STORED DATA:
----
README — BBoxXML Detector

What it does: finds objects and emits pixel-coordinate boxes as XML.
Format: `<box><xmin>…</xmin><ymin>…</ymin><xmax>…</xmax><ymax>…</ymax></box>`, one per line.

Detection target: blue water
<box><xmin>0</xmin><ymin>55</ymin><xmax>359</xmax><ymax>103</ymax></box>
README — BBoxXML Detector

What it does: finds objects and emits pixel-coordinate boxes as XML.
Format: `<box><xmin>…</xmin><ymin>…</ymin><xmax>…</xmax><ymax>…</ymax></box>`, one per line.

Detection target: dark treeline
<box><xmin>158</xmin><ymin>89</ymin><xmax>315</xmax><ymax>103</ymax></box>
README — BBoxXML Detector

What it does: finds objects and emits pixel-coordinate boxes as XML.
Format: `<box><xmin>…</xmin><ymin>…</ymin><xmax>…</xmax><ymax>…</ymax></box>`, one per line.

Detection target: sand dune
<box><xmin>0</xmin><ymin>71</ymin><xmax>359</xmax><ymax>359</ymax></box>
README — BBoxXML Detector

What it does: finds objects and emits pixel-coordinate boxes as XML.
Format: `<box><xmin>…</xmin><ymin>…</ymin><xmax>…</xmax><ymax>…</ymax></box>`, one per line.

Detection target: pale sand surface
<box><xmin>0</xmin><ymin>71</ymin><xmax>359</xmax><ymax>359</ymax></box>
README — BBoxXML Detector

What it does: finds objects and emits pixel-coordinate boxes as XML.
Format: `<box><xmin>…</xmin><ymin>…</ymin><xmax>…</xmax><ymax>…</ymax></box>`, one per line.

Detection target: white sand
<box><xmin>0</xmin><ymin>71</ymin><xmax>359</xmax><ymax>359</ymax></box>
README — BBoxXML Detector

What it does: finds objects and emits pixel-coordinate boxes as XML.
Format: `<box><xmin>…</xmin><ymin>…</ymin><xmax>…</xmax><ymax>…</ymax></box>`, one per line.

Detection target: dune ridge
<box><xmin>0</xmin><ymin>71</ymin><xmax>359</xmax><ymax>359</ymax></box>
----
WHAT THIS TASK INVOLVES: Copy out the material in its entirety. Keep it exact.

WRITTEN ANSWER:
README — BBoxXML Detector

What it does: finds objects and emits pixel-coordinate boxes as XML.
Format: `<box><xmin>…</xmin><ymin>…</ymin><xmax>…</xmax><ymax>…</ymax></box>`, one per line.

Detection target: blue water
<box><xmin>0</xmin><ymin>55</ymin><xmax>359</xmax><ymax>103</ymax></box>
README — BBoxXML Detector

What it does: finds objects and emits pixel-coordinate boxes as XML.
Format: `<box><xmin>…</xmin><ymin>…</ymin><xmax>…</xmax><ymax>…</ymax></box>`, one per line.

Detection target: dark treeline
<box><xmin>158</xmin><ymin>89</ymin><xmax>315</xmax><ymax>103</ymax></box>
README — BBoxXML Detector

What it does: finds objects and emits pixel-coordinate boxes as XML.
Format: `<box><xmin>…</xmin><ymin>…</ymin><xmax>…</xmax><ymax>…</ymax></box>`, one per line.

Detection target: sand dune
<box><xmin>0</xmin><ymin>71</ymin><xmax>359</xmax><ymax>359</ymax></box>
README — BBoxXML Detector

What it does: finds objects and emits pixel-coordinate boxes as XML.
Format: `<box><xmin>…</xmin><ymin>…</ymin><xmax>…</xmax><ymax>…</ymax></box>`, one per line.

Detection target: pale sand surface
<box><xmin>0</xmin><ymin>71</ymin><xmax>359</xmax><ymax>359</ymax></box>
README — BBoxXML Detector

What it does: finds objects and emits pixel-coordinate boxes as XML.
Format: `<box><xmin>…</xmin><ymin>…</ymin><xmax>…</xmax><ymax>…</ymax></box>`, one per line.

Detection target: white sand
<box><xmin>0</xmin><ymin>71</ymin><xmax>359</xmax><ymax>359</ymax></box>
README — BBoxXML Detector

What it does: finds objects and emits pixel-coordinate boxes as XML.
Format: `<box><xmin>…</xmin><ymin>…</ymin><xmax>…</xmax><ymax>…</ymax></box>`, one per line.

Detection target: dune ridge
<box><xmin>0</xmin><ymin>71</ymin><xmax>359</xmax><ymax>359</ymax></box>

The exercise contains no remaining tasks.